Still from Everson's "American Motor Company"
Still from Everson's film "American Motor Company"
While I enjoyed all of them, three films really stand out: in "American Motor Company," Everson depicts two workers methodically posting a billboard that is at first unclear and unremarkable but which, when finished, reveals a black man posing in front of the fake town of Volkswagen, Ohio. That's it. Yet the film captures so much: the invisibility and precarity, and the physical efforts required, of blue-collar labor (especially today), the global consumerist fantasy, capitalism's contemporary spectacle, and the steady corporatization of every aspect of our lives, down to municipal government themselves. Only this one has a black face fronting it. "According To" is an especially powerful example of how Everson sometimes puts archival and found footage to novel and evocative ends. In this short piece, he links three different tracks: one is footage of an elderly African-American man, living in the rural South, who recounts his experiences working as a paperboy; the second features footage of a body being dredged from a lake, intercut with clips of notable black people, ranging from Martin Luther King Jr. to Floyd Patterson, and what appear to be civil rights protests; the third features crisp audio local news reports, including some that appear to refer to the drowning. Everson skillfully torques each element, so that the elderly man begins to qualify his accounts, suggesting that he wasn't always paid and that his memory might be faulty. The news reports also shift, also changing the story of the drowned man and our feelings about the nature of his death, and adding other crimes, including one in which an "elderly Negro woman" died in a fire that appears to be a hate crime, and a black man readily admits to having killed a white man. The images shift into sync with this changed narration, showing what appears to be a black body on a gurney; is it the drowned man, who may have been murdered, and how objective can any news be within the context of our particular national, racial, ethnic, and gendered histories? The third film, "Ninety-three" features the same actor in "According To," attempting to blow out the eponymous birthday candles, which, as we come to see, are the trick kind. In the interplay between the slow camera speed, the elderly man's expressive face and the flames lighting it, Everson has captured a world, his world, mine, ours, and by extension, reveals truths more broadly about humanity, as effectively as a poem. Multiple ones.

Cory Arcangel's "Various Self Playing Bowling Games" (2011)
Arcangel's "Various Self-Playing Bowling Games (aka Beat the Champ)"
Cory Arcangel (b. 1978-) is a computer whiz with a great sense of humor, and skills.  His smarts, technical expertise and wit are on ample display throughout this exhibit, which examines the interplay between off-the-shelf technologies and the artist's (and one could add, the hacker's) creative interventions, thus revising our thoughts about the latter in light of evolving legal and aesthetic notions of hardware and software. Throughout "Pro Tools," Arcangel presents now-outmoded technological tools that still offer ways of thinking through our relationship with the electronic and digital, virtual worlds in which we all now exist. What once was the height of sophistication--getting sculptures to move via computer algorithms; pen plotting machines; interactive video games--become almost passé, not just scientifically but in terms of their status as commodities. Arcangel, however, is interested in returning to them and seeing what he can learn from them and what they can still teach us today. Often as I walked through the exhibit I could feel a philosophical and conceptual impulse underlining these pieces; what would it be like to? or what would happen if I? simplistic as such questions sounded, might be among his basic starting points. What connects such starting points is a throughline exploring the effects of technological tools and their relationship to art historical and popular cultural discourses. In "Various Self-Playing Bowling Games (aka Beat the Champ)" (2011), Arcangel presents a wall of multi-channel, large-scale projections of video bowling games from the late 1970s to the 2000s, and in each he reprogrammed them to bowl the ball into the gutter. (He also does something similar with a miniature golf putting game, "Master" (2011), in another room.)  His hacks here undercut our sense of the "interactive," suggesting technology that has gotten out of hand, literally; we watch, are enthralled by the colors, maddened by the noise, but we have no control over the games whatsoever.  I immediately thought, what a metaphor for capitalism as most of us, the non-plutocrats, that is, experience it.

Records to use:

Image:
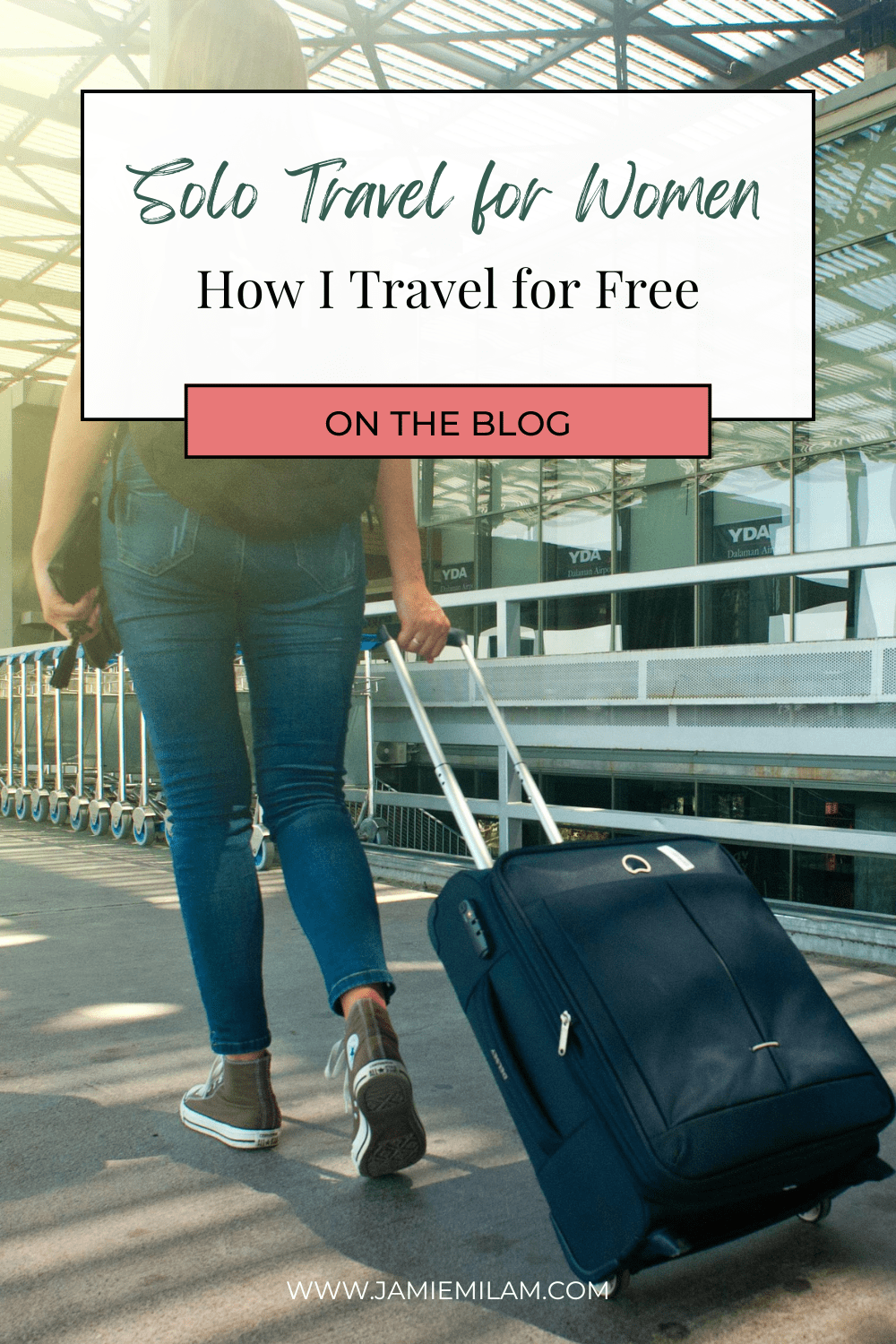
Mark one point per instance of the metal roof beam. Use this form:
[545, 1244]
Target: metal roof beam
[65, 109]
[34, 159]
[15, 245]
[778, 66]
[34, 295]
[35, 207]
[58, 325]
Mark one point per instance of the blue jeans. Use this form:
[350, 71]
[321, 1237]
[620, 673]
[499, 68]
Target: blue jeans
[183, 591]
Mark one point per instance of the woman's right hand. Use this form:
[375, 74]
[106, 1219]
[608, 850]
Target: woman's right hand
[56, 612]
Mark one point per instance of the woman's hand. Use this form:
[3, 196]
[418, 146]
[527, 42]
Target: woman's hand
[56, 612]
[424, 623]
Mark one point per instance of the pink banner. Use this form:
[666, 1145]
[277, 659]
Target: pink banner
[447, 421]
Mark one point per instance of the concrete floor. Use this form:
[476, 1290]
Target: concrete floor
[120, 1225]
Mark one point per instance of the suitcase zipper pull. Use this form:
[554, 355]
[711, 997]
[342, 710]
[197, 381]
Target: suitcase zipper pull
[565, 1021]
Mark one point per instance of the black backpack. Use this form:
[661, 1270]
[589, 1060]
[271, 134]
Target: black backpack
[281, 497]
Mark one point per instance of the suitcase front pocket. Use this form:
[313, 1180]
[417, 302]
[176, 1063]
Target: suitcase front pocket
[513, 1042]
[668, 1015]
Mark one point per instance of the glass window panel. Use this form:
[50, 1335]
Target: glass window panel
[861, 882]
[845, 499]
[745, 803]
[487, 639]
[745, 443]
[649, 470]
[568, 478]
[576, 790]
[745, 513]
[769, 870]
[823, 607]
[452, 558]
[578, 624]
[473, 621]
[576, 540]
[656, 526]
[855, 347]
[506, 483]
[856, 185]
[745, 612]
[659, 618]
[447, 488]
[508, 550]
[876, 599]
[669, 796]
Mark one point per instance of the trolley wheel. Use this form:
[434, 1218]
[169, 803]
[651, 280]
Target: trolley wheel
[99, 823]
[145, 831]
[817, 1212]
[374, 831]
[618, 1284]
[123, 824]
[58, 806]
[265, 855]
[80, 816]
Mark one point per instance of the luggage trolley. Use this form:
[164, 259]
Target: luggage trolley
[99, 808]
[78, 801]
[147, 817]
[39, 795]
[7, 788]
[371, 828]
[23, 792]
[121, 812]
[571, 960]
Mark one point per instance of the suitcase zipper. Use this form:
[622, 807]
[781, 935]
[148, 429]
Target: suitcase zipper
[565, 1021]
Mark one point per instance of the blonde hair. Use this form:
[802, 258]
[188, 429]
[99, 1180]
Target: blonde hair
[236, 45]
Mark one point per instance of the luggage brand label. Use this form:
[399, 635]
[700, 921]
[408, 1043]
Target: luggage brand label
[634, 863]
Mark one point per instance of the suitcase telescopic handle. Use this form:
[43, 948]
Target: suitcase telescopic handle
[522, 1102]
[457, 639]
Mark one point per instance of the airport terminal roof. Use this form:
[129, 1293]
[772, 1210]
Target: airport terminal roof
[54, 48]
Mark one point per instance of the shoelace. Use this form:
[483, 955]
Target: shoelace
[333, 1064]
[215, 1075]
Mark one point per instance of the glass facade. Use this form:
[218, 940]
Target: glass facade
[766, 491]
[769, 489]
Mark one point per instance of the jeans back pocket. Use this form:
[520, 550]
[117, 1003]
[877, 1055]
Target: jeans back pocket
[153, 530]
[332, 559]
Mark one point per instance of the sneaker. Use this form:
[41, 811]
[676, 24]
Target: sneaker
[236, 1105]
[389, 1133]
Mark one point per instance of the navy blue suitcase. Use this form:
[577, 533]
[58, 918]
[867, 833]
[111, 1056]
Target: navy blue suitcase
[675, 1069]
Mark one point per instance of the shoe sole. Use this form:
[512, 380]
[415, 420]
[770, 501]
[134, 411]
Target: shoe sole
[390, 1134]
[230, 1134]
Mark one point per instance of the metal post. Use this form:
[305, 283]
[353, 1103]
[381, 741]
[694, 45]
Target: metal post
[10, 749]
[509, 755]
[444, 773]
[368, 719]
[38, 715]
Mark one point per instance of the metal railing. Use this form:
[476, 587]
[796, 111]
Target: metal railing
[31, 768]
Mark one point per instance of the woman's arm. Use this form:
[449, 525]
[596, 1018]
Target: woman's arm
[424, 623]
[75, 452]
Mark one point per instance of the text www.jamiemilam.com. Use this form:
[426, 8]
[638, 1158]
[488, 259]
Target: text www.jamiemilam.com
[444, 1290]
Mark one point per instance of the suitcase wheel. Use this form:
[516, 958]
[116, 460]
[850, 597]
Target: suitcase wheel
[817, 1212]
[618, 1284]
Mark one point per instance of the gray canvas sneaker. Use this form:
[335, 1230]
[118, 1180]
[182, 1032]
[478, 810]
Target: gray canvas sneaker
[236, 1105]
[389, 1134]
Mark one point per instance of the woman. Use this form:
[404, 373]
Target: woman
[194, 564]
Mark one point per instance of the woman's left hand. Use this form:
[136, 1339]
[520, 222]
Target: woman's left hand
[425, 625]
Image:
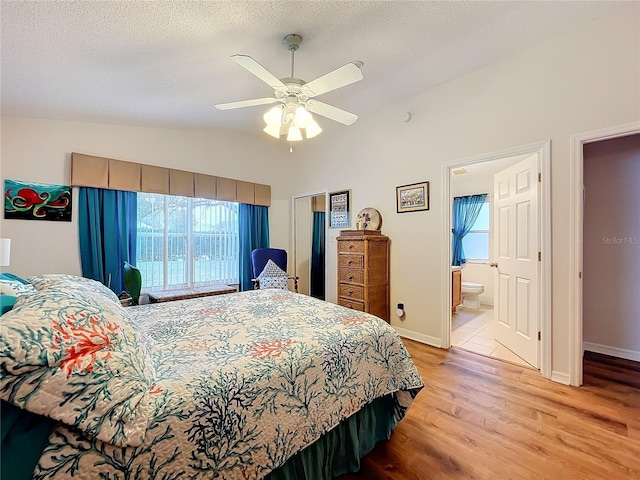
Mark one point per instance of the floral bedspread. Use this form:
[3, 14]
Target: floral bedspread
[244, 382]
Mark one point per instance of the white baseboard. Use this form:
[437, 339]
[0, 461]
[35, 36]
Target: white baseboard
[419, 337]
[612, 351]
[560, 377]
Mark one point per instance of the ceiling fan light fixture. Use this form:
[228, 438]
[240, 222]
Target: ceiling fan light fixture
[302, 117]
[273, 130]
[273, 117]
[313, 129]
[295, 98]
[294, 134]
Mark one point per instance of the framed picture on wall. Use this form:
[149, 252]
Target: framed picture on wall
[339, 209]
[36, 201]
[412, 198]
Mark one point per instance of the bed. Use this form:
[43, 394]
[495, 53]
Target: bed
[259, 384]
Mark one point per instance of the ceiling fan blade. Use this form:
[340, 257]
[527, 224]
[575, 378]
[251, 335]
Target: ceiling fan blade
[258, 70]
[246, 103]
[340, 77]
[331, 112]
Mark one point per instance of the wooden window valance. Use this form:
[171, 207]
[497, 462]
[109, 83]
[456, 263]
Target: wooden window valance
[100, 172]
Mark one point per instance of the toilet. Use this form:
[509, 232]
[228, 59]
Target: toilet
[471, 294]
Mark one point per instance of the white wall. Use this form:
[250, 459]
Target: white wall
[40, 151]
[582, 80]
[611, 269]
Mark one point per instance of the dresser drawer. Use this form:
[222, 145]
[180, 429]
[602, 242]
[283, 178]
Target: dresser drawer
[350, 291]
[350, 304]
[350, 261]
[346, 246]
[348, 275]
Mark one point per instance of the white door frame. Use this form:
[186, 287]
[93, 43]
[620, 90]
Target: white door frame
[543, 149]
[576, 178]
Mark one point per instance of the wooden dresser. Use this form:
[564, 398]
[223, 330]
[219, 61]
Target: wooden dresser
[363, 271]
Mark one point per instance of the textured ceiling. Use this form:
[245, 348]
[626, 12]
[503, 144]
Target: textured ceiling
[168, 63]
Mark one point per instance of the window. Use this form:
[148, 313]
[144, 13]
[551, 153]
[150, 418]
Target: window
[185, 241]
[476, 242]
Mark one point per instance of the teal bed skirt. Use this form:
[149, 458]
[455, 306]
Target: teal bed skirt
[25, 435]
[339, 451]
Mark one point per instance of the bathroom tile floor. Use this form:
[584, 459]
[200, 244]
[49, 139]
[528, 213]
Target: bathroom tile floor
[472, 330]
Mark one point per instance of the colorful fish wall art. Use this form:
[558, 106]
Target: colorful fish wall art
[36, 201]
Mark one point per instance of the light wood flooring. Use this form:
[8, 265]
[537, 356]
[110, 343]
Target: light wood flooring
[473, 330]
[481, 418]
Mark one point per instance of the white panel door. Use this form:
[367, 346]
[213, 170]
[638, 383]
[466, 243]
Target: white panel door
[515, 247]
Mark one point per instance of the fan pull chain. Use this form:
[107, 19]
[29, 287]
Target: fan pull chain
[293, 52]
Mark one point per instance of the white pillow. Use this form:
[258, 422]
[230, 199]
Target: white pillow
[272, 276]
[13, 285]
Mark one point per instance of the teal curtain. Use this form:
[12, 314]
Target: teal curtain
[253, 225]
[107, 231]
[465, 213]
[317, 256]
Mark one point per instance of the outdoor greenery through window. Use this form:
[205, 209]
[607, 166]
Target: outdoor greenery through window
[476, 242]
[184, 241]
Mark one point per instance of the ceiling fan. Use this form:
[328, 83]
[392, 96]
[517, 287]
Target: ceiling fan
[296, 97]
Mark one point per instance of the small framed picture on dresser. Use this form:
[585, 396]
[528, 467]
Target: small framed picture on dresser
[340, 209]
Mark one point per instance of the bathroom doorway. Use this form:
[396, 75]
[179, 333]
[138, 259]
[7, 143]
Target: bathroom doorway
[472, 324]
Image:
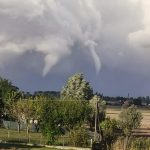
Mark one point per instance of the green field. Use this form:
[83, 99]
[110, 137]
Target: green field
[113, 112]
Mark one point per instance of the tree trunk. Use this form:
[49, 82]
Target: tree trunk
[18, 126]
[125, 142]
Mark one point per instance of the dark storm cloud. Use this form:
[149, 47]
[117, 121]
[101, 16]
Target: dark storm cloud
[60, 37]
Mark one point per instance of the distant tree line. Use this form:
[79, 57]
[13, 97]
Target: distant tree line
[76, 111]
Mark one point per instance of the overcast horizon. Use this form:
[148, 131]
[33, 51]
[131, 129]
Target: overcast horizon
[43, 42]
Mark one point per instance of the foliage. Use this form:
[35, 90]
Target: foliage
[77, 88]
[111, 131]
[79, 137]
[140, 144]
[59, 115]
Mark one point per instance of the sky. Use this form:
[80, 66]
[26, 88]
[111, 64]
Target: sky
[43, 42]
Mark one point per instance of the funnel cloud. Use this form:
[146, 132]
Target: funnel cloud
[48, 40]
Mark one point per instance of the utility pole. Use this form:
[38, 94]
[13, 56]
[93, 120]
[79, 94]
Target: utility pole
[95, 133]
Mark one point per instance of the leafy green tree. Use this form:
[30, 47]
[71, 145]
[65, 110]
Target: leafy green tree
[77, 88]
[130, 118]
[111, 132]
[59, 114]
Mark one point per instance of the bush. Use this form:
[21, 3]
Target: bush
[140, 144]
[79, 137]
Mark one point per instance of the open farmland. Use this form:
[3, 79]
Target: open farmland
[144, 130]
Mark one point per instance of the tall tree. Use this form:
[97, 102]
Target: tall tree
[77, 88]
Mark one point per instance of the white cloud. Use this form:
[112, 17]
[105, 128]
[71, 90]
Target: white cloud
[54, 27]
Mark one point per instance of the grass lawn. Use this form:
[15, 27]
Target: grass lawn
[14, 136]
[113, 112]
[22, 147]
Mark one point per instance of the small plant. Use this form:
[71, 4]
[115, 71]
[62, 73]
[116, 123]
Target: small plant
[79, 137]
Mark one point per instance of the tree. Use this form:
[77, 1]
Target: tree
[77, 88]
[111, 132]
[98, 105]
[58, 115]
[130, 118]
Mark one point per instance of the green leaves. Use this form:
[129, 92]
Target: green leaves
[77, 88]
[60, 114]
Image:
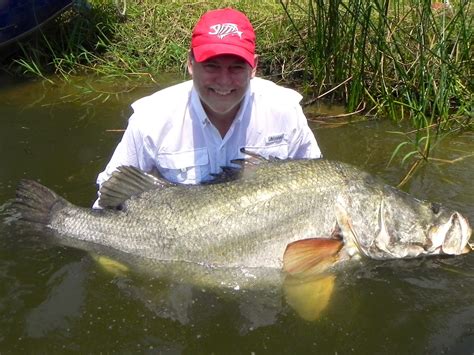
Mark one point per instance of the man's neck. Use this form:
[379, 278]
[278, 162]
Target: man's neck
[222, 121]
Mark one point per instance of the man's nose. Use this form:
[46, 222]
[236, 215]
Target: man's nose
[225, 77]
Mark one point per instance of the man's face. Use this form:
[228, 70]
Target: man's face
[221, 83]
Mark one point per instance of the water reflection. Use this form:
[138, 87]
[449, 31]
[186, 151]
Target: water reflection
[55, 298]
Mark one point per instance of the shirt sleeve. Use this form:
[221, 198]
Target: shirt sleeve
[303, 144]
[129, 152]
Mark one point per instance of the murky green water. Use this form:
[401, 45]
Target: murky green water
[55, 298]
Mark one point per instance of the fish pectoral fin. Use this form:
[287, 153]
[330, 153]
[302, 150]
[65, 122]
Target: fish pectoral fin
[128, 181]
[110, 265]
[311, 256]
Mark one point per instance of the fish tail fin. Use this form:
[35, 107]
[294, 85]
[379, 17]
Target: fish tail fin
[311, 256]
[35, 203]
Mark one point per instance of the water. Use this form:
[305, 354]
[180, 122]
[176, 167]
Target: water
[55, 298]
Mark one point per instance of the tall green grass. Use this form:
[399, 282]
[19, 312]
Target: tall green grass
[397, 59]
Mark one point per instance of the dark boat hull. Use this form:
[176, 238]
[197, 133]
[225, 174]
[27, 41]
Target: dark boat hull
[18, 18]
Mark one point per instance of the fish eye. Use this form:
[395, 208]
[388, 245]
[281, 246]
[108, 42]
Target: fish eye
[435, 207]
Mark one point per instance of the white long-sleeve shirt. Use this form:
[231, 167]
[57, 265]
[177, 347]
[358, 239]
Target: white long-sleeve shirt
[169, 131]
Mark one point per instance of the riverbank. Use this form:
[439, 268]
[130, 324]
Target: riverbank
[404, 60]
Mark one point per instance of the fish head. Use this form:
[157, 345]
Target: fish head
[389, 223]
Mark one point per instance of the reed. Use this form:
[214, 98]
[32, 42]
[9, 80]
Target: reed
[399, 59]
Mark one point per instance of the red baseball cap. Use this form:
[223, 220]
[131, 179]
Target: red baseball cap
[223, 31]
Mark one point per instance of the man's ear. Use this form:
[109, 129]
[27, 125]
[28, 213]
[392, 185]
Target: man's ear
[190, 63]
[254, 69]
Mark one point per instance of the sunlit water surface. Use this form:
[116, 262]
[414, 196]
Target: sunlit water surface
[56, 298]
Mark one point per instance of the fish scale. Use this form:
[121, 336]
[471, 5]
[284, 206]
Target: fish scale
[252, 219]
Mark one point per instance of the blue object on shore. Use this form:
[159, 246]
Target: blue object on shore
[19, 18]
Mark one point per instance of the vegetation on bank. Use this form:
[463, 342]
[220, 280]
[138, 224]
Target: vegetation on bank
[399, 59]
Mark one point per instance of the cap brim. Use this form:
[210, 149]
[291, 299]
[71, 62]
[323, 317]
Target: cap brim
[206, 51]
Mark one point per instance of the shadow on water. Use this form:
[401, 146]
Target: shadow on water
[56, 297]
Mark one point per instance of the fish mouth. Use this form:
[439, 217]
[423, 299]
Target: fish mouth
[452, 237]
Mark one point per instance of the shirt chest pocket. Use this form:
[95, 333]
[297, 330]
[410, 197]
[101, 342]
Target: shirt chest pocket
[184, 167]
[279, 150]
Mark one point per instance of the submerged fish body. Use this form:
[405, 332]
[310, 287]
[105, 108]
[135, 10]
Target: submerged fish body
[251, 220]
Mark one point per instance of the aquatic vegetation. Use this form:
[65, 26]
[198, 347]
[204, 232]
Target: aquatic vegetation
[407, 60]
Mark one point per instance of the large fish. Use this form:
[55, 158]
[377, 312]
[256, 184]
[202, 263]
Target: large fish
[299, 214]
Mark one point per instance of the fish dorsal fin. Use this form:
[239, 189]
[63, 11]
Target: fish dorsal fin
[128, 181]
[252, 159]
[311, 256]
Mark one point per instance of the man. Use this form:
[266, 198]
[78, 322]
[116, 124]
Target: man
[189, 131]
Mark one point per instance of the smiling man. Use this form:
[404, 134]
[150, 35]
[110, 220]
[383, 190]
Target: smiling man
[189, 131]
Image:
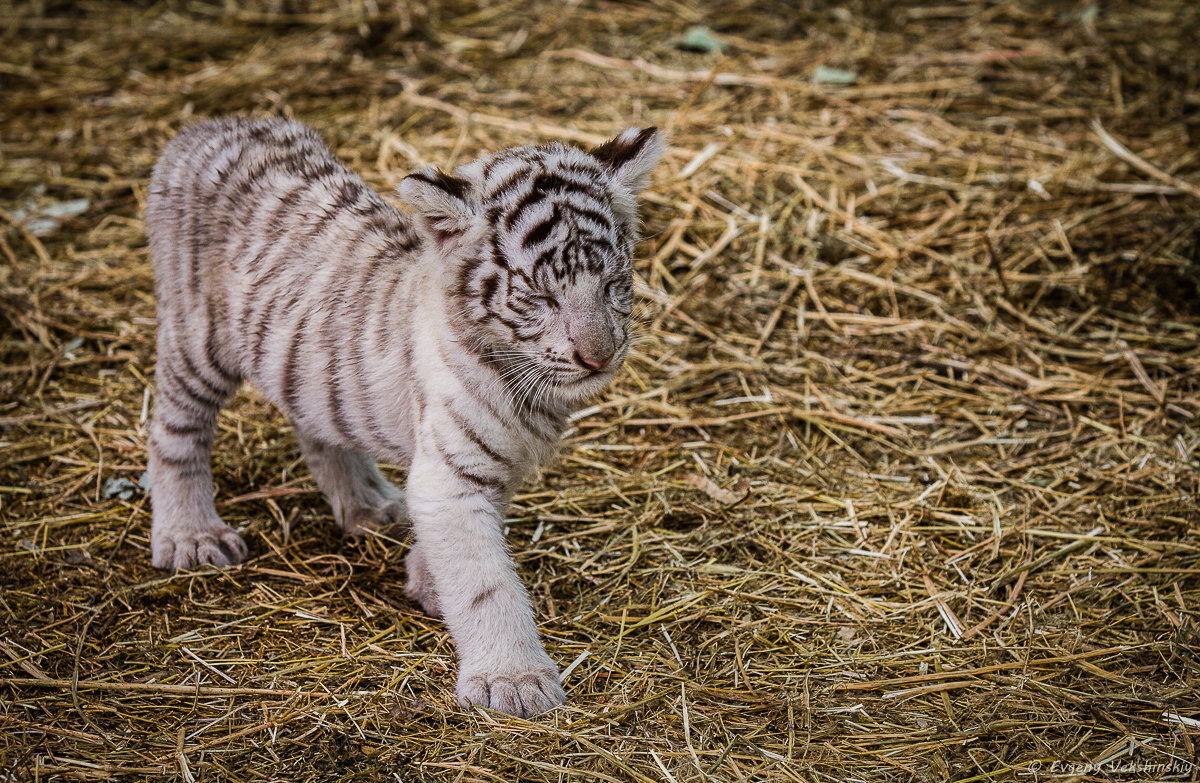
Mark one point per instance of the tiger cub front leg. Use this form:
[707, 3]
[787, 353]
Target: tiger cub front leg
[361, 496]
[457, 520]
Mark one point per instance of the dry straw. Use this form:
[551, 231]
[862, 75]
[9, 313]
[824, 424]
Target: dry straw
[899, 484]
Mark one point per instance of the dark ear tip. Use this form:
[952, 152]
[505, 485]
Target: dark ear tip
[437, 178]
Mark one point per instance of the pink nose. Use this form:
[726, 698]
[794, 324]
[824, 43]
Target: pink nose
[594, 363]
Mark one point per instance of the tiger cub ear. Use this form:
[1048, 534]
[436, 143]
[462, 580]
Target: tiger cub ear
[442, 203]
[631, 156]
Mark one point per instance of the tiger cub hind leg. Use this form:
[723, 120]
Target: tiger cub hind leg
[186, 531]
[364, 501]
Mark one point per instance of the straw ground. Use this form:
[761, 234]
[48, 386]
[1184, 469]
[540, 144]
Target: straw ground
[900, 482]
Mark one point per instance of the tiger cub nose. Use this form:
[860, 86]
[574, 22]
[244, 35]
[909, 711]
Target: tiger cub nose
[592, 359]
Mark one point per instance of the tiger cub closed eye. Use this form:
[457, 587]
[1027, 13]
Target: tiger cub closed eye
[455, 340]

What to work on:
#1 According to the review, what did Arcangel reprogram the video bowling games in "Various Self-Playing Bowling Games (aka Beat the Champ)" to do?
#2 Set down, exactly as they appear, the lines of the entries from the one containing "Mark one point per instance of the tiger cub nose." down to the end of the entries.

Expected results:
#1 To bowl the ball into the gutter.

#2
Mark one point per instance of the tiger cub nose. Use this form:
[860, 86]
[574, 22]
[244, 35]
[909, 711]
Target: tiger cub nose
[592, 359]
Mark one point per instance of the tiger cub closed eye. Use this form:
[457, 587]
[1027, 13]
Target: tiger cub closed eye
[455, 340]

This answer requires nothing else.